- _Entries supplied_:
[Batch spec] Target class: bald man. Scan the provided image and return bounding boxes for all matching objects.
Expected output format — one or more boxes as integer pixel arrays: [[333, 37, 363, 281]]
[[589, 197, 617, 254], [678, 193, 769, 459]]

...

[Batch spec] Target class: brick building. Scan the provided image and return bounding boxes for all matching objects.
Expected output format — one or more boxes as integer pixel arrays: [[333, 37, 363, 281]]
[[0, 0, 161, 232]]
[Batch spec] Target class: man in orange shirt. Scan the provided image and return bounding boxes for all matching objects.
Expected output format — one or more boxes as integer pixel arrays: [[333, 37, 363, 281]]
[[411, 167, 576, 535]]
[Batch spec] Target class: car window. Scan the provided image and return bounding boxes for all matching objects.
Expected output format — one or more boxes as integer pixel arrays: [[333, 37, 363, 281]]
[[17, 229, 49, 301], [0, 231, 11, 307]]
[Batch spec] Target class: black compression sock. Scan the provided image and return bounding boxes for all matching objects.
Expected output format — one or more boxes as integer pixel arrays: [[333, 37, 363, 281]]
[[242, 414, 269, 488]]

...

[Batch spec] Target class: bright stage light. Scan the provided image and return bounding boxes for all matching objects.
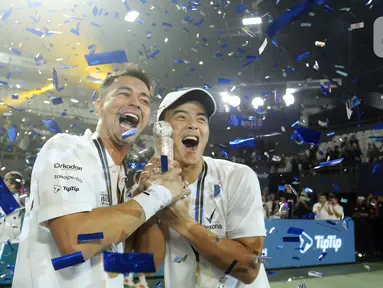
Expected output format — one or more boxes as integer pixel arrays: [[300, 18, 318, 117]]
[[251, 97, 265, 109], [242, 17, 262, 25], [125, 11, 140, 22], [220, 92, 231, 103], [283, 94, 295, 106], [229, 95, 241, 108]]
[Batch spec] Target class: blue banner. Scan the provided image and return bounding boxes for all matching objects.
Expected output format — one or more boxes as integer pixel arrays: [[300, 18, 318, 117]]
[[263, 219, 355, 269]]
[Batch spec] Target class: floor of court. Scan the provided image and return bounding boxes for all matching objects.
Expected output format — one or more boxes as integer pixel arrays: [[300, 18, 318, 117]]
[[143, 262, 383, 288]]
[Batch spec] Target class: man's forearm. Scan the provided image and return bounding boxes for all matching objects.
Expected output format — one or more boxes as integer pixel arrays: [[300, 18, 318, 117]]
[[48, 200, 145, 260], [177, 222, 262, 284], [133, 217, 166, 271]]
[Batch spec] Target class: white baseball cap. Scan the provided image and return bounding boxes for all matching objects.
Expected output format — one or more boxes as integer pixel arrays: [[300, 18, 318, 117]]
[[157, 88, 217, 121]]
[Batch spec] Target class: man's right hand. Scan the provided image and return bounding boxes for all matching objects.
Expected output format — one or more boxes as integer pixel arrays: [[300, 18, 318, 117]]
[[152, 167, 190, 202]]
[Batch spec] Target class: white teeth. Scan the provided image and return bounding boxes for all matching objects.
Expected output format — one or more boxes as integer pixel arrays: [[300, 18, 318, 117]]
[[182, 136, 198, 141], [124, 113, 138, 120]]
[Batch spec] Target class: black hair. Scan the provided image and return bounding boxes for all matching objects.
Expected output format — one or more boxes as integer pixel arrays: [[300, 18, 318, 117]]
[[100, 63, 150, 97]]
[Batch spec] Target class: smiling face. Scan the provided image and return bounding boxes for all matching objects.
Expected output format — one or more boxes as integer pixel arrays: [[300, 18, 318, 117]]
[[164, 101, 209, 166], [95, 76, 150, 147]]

- _Work to complete_:
Reproduce word for word the lines that begin with the one containing "[Batch spec] Target class: bald" and end with the one containing "[[589, 197, 617, 254], [678, 193, 769, 459]]".

- _Exercise output_:
[Batch spec] Target class: bald man. Scan the provided image and return bounding boxes for all matching objects.
Expected output format — one or more boxes as integer pixel arrays: [[333, 37, 363, 281]]
[[589, 197, 617, 254], [678, 193, 769, 459]]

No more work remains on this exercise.